(Records from a dataset)
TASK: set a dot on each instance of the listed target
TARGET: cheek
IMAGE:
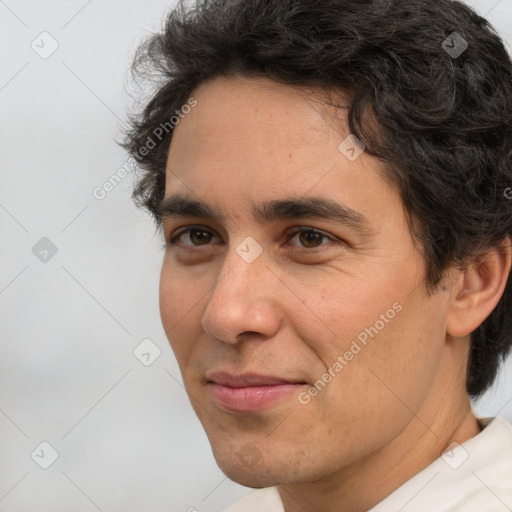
(180, 310)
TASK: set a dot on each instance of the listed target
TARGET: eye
(309, 238)
(193, 236)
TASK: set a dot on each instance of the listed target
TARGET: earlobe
(478, 290)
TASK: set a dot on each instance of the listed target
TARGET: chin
(254, 472)
(256, 478)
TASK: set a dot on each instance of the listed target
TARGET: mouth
(250, 392)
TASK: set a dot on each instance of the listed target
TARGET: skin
(401, 400)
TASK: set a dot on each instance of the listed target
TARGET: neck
(362, 485)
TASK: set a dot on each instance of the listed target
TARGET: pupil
(201, 237)
(309, 238)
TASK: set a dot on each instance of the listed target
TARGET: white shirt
(473, 477)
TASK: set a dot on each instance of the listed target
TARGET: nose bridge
(241, 298)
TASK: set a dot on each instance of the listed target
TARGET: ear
(478, 289)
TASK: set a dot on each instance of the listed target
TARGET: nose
(244, 301)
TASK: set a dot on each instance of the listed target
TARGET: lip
(250, 392)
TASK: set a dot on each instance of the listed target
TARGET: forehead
(253, 140)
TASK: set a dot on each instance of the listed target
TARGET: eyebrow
(281, 209)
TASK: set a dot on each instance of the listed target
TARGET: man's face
(262, 302)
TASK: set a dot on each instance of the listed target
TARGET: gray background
(125, 433)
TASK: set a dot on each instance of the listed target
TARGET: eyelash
(173, 240)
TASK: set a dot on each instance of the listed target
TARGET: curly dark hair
(441, 122)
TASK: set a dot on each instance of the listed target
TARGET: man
(332, 179)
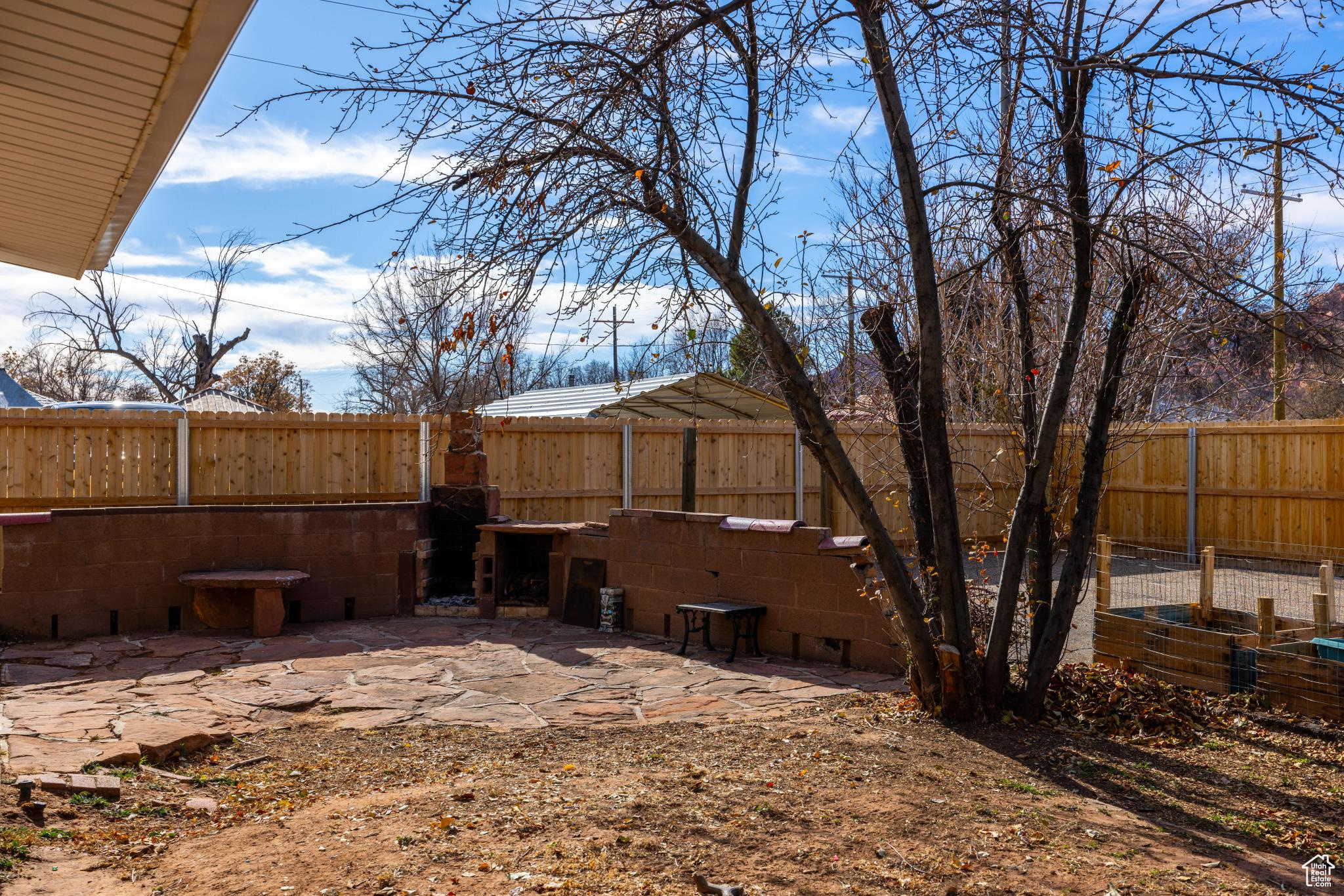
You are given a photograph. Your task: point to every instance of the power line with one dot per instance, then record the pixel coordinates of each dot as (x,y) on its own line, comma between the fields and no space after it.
(316,317)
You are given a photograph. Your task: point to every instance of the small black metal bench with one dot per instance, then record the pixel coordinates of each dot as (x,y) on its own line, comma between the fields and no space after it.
(744,617)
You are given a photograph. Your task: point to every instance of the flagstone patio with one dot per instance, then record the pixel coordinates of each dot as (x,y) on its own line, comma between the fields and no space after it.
(119,699)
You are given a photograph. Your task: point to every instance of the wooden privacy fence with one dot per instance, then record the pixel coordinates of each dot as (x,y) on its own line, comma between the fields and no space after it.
(578,469)
(124,458)
(1265,489)
(1250,488)
(1253,488)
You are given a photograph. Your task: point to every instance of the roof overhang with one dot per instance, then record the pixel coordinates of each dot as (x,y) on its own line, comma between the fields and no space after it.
(94,96)
(704,396)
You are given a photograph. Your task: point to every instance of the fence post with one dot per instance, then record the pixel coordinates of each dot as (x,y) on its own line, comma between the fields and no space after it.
(1191,500)
(688,448)
(827,502)
(425,474)
(1322,614)
(627,465)
(1102,574)
(183,451)
(797,476)
(1265,621)
(1206,586)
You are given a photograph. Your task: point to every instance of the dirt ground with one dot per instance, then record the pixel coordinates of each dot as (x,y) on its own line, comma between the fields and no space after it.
(854,796)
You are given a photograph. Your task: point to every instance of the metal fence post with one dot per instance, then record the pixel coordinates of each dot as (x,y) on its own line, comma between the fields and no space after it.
(688,452)
(1102,574)
(425,476)
(627,466)
(797,476)
(183,451)
(1191,476)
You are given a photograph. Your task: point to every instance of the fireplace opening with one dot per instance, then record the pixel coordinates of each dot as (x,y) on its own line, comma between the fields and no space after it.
(522,570)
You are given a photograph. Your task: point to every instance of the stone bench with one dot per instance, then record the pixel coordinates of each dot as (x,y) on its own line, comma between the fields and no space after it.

▶ _Task prompt_
Using the records above, output an exact copy without any pictures.

▶ _Result for this exercise_
TASK: set a dot on each instance of the listed target
TARGET: cheek
IMAGE:
(180, 310)
TASK: set a dot on each instance of the listed target
TARGET: eye
(309, 238)
(193, 236)
TASK: set a dot on each instance of the listed target
TARGET: earlobe
(478, 290)
TASK: set a dot on each instance of the listed target
TARGET: chin
(254, 472)
(256, 478)
TASK: set a dot on each instance of the listed target
TARGET: mouth
(250, 392)
TASK: set a dot on each instance of the listed target
TARGET: skin
(401, 400)
TASK: set a dot on each instance of the listed target
TARGET: neck
(362, 485)
TASK: set a dot on each instance of the listed target
TARGET: pupil
(201, 237)
(309, 238)
TASK: set a dot on each instance of the listed target
TARGET: white shirt
(473, 477)
TASK: set a dot on each instance of the listed target
TARGET: nose bridge
(241, 298)
TASK: set a dot on each instance of the listed target
TARGET: ear
(478, 289)
TASK: set a dot on each instance of the listed target
TARGET: nose
(244, 301)
TASK: set a dot on each instance of the listed target
TARGET: lip
(250, 392)
TASK: set a dot on each instance of the listed target
TARGET: forehead
(253, 140)
TASK: set a dot on each instance of the listed target
TARGET: eyebrow
(281, 209)
TASK: set a dot on each instance of the listed target
TARGET: man's face
(262, 302)
TASK: set a dot on each instance of the listed target
TARGET: gray background
(125, 433)
TASK: set a dot on each instance of the listed target
TARGET: eyelash
(173, 240)
TASK: set a dot on each instance of the listed target
TARGET: curly dark hair
(441, 122)
TASK: set a dot on each instance of the listed target
TARGET: man
(332, 179)
You are given a photograph. Your task: point to every instance of the power line with one dot per instance, then record the pixel coordinates of each dot as (x,y) on its own line, comma between the fields and no space after it.
(316,317)
You are given a photograph. Your task: point to every instance of the small black metal bench with one dot per instance, then record the pixel coordinates of each dot as (x,y) on its own line, comma between the fields and no space after it.
(744,617)
You are given a photograph. Your task: point to every instance of the flagstone patio with one dot per instance, then record the pixel coordinates of each dot as (x,y) on its own line, comma between the fields and no space after it.
(119,699)
You are given a photograph. Your task: point to every instance of the wooden privacy fence with one dot per instance, then record the pixel coordinates of each dot as (x,y) on its own line, comma between the fields and no space after it.
(578,469)
(124,458)
(1265,489)
(1250,488)
(1253,488)
You are given a photograph. Your task: point to every instance of the roof overhang with one dot per instance, then record the pixel coordinates of each dot as (x,y) on its own line, comma between the fields and no space after it.
(94,96)
(704,396)
You are given a photograph. Your task: point to every instance of the fence post with one dot per instance, then record the pixel coordinates of each dot as (x,y) on its own line, comma between the fields and no space after it.
(1191,500)
(688,448)
(827,502)
(425,474)
(1322,614)
(627,465)
(1102,574)
(183,451)
(797,476)
(1265,621)
(1206,586)
You are given a photograph. Your task: point to every instance of the dirt ground with one dot per instance, then record the pixel coordinates of each dot as (x,y) on its own line, comma between the fields and no space after it.
(854,796)
You are given a photograph. Your task: point to every instance of the metal fence post with one dot per instance, then record the pixel coordinates of each dot as (x,y) on its own line, comma between the fields and no space after it.
(688,452)
(1102,574)
(425,476)
(627,466)
(797,476)
(183,451)
(1191,476)
You are given a photograph. Your task: point to every instance of the fireplace opening with one dot per instance, then record the pixel coordinates of each dot as (x,y) on its own line, comma between the fields and no space after it.
(522,570)
You are given a photograph. Your task: point to every instance of the stone bench with one dot per instance, then record the pixel coordinates of each dot as (x,y) on its own line, comma between the fields and no space after it.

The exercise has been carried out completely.